> **Consigne 1**
Recopiez à l'identique le passage des rangées qui s'étend du début des rangées jusqu'à la ligne contenant « box: [95, 101, 102, 114] », ces deux bornes comprises.

> **Texte de la page**
==========

C’est alors que rentre en jeu la critique du jazz, c’est-à-dire le discours blanc sur les musiques noires. Elle va raboter le jazz pour le faire rentrer dans la catégorie occidentale « d’art » (catégorie supposée détachée des autres aspects de la vie sociale), c’est-à-dire le couper de ses déterminations sociales et politiques. Pour ensuite s’attacher à édicter les critères de ce qu’est le « vrai » jazz. En effet, depuis l’effroi créé chez les tenants de la tradition swing par Charlie Parker et son be bop, jusqu’à ceux qui considèrent que le « vrais hip hop » est mort avec 2Pac et Biggie ou qui opposent reggae roots et dancehall8, les amateur·es blanc·hes de musique ont toujours été enclins à distribuer des brevets d’authenticité aux formes établies des musiques noires pour mieux dénigrer leurs formes les plus novatrices et/ou populaires.

==========

> **Données fournies**
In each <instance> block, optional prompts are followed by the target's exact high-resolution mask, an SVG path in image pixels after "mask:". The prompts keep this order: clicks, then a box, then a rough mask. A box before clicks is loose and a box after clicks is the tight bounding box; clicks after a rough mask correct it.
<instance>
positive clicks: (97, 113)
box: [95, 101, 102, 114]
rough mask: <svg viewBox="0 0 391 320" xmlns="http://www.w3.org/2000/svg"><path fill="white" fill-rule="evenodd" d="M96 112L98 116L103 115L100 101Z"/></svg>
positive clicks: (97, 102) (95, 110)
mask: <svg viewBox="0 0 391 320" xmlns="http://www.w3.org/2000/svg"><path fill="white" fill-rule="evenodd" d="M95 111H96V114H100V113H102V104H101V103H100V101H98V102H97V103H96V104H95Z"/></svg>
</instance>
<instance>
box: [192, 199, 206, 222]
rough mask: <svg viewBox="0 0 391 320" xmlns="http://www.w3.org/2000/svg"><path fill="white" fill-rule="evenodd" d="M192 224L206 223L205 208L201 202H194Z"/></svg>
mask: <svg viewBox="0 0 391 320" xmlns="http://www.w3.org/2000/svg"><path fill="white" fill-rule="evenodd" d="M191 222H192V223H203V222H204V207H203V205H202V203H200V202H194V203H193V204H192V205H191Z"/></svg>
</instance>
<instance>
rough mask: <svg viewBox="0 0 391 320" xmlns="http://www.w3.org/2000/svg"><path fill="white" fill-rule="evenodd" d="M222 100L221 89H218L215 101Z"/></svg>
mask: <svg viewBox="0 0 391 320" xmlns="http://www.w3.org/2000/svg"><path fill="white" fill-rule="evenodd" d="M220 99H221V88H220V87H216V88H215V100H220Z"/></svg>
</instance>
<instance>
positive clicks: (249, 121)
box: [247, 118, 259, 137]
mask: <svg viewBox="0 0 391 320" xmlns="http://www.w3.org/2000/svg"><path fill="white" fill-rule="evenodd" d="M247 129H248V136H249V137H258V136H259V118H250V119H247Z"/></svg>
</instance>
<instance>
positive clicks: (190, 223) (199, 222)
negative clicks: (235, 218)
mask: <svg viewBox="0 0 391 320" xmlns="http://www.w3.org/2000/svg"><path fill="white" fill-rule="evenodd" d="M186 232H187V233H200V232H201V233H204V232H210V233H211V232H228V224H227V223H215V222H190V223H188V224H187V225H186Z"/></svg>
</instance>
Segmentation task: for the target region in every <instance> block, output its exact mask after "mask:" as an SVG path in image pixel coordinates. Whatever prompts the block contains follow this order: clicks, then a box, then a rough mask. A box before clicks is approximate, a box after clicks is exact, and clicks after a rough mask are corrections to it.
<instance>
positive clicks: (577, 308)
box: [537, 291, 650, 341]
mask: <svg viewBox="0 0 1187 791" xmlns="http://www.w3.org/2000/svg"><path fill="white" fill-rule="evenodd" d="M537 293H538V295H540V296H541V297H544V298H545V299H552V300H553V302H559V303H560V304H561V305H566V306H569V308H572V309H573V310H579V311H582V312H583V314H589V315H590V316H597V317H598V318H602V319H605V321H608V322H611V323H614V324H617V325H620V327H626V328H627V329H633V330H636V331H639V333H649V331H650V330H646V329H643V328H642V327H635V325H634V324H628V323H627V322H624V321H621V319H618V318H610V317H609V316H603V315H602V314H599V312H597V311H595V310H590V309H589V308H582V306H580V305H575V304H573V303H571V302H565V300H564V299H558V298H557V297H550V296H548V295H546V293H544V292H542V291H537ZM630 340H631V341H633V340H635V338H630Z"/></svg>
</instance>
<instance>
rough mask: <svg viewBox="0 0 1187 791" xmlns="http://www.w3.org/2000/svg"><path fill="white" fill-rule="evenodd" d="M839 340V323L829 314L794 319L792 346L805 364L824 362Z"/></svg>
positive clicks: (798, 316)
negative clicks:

==========

> **Consigne 2**
D'après le texte sur la critique du jazz, dans quelle catégorie occidentale cette critique cherche-t-elle à faire rentrer le jazz ?

> **Réponse rédigée 1**
In each <instance> block, optional prompts are followed by the target's exact high-resolution mask, an SVG path in image pixels after "mask:". The prompts keep this order: clicks, then a box, then a rough mask. A box before clicks is loose and a box after clicks is the tight bounding box; clicks after a rough mask correct it.
<instance>
positive clicks: (97, 113)
box: [95, 101, 102, 114]

> **Réponse rédigée 2**
Dans la catégorie occidentale « d'art ».